EXERCISE TASK: Turn every line of the items below into a numbered list, leaving out the blank lines.

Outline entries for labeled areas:
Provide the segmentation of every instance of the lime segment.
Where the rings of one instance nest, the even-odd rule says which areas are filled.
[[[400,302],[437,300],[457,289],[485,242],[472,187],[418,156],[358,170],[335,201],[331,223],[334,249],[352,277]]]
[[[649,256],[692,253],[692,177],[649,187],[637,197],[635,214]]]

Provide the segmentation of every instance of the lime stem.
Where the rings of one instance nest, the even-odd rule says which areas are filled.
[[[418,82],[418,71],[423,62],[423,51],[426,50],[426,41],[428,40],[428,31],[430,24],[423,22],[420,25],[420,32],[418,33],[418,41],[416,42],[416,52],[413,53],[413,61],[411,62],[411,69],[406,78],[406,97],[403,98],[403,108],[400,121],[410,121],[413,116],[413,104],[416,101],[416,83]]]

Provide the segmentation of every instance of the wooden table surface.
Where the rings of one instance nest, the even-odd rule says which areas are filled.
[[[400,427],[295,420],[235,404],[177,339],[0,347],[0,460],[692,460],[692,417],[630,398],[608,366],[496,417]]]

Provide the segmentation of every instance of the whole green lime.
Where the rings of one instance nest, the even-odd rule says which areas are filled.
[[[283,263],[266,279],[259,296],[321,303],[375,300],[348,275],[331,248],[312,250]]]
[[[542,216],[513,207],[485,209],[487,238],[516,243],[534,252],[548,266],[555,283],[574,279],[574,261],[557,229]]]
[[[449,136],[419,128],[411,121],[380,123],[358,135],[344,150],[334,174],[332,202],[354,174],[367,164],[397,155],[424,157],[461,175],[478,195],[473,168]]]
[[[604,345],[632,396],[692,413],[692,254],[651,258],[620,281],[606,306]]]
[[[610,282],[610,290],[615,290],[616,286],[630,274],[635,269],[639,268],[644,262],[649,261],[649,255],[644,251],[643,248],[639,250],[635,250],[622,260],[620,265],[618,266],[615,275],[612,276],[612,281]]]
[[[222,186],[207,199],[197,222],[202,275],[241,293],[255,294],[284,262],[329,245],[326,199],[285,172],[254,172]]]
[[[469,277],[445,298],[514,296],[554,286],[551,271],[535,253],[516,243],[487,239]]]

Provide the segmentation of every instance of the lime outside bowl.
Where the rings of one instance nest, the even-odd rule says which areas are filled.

PROBLEM SOLUTION:
1. Provide the segmentation of every instance of the lime segment.
2. Where the rings of one instance nest, the even-odd rule says which areas are filled.
3. [[[400,302],[437,300],[457,289],[485,242],[472,187],[418,156],[358,170],[335,201],[331,223],[334,249],[352,277]]]
4. [[[649,256],[692,253],[692,177],[649,187],[637,197],[635,214]]]
5. Provide the segmentation of every instance of the lime stem.
6. Where the rings of one instance nest, the even-odd rule says which areas are filled.
7. [[[418,82],[418,71],[423,62],[423,51],[426,50],[426,41],[428,40],[428,31],[430,24],[423,22],[420,25],[420,32],[418,33],[418,41],[416,42],[416,52],[413,53],[413,61],[411,62],[411,69],[406,78],[406,97],[403,98],[403,108],[400,121],[410,121],[413,116],[413,104],[416,101],[416,83]]]
8. Provide the segmentation of every instance of the wooden table surface.
9. Where the rings of one instance nest, the even-odd rule says which areas are filled.
10. [[[400,427],[295,420],[235,404],[177,339],[0,347],[0,460],[692,460],[692,417],[630,398],[608,366],[496,417]]]
11. Provide the segmentation of every instance of the whole green lime.
12. Where the rings of one instance nest, the even-odd rule says which areas are filled.
13. [[[283,263],[266,279],[259,296],[321,303],[375,300],[348,275],[331,248],[312,250]]]
14. [[[542,216],[513,207],[485,209],[487,238],[516,243],[534,252],[548,266],[555,283],[574,279],[574,261],[557,229]]]
15. [[[449,136],[419,128],[411,121],[380,123],[358,135],[344,150],[334,174],[332,202],[354,174],[367,164],[397,155],[424,157],[461,175],[478,195],[473,168]]]
16. [[[604,345],[632,396],[692,413],[692,254],[651,258],[620,281],[606,306]]]
17. [[[610,282],[610,290],[615,290],[616,286],[630,274],[635,269],[639,268],[644,262],[649,261],[649,255],[644,251],[643,248],[639,250],[635,250],[622,260],[620,265],[618,266],[615,275],[612,276],[612,281]]]
18. [[[222,186],[207,199],[197,222],[202,275],[241,293],[255,294],[284,262],[329,245],[326,199],[285,172],[254,172]]]
19. [[[469,277],[445,298],[514,296],[554,286],[551,271],[535,253],[516,243],[487,239]]]
20. Provide the segmentation of every instance of the lime outside bowl.
21. Where the rings of one instance nest, the even-odd rule says which areas are filled.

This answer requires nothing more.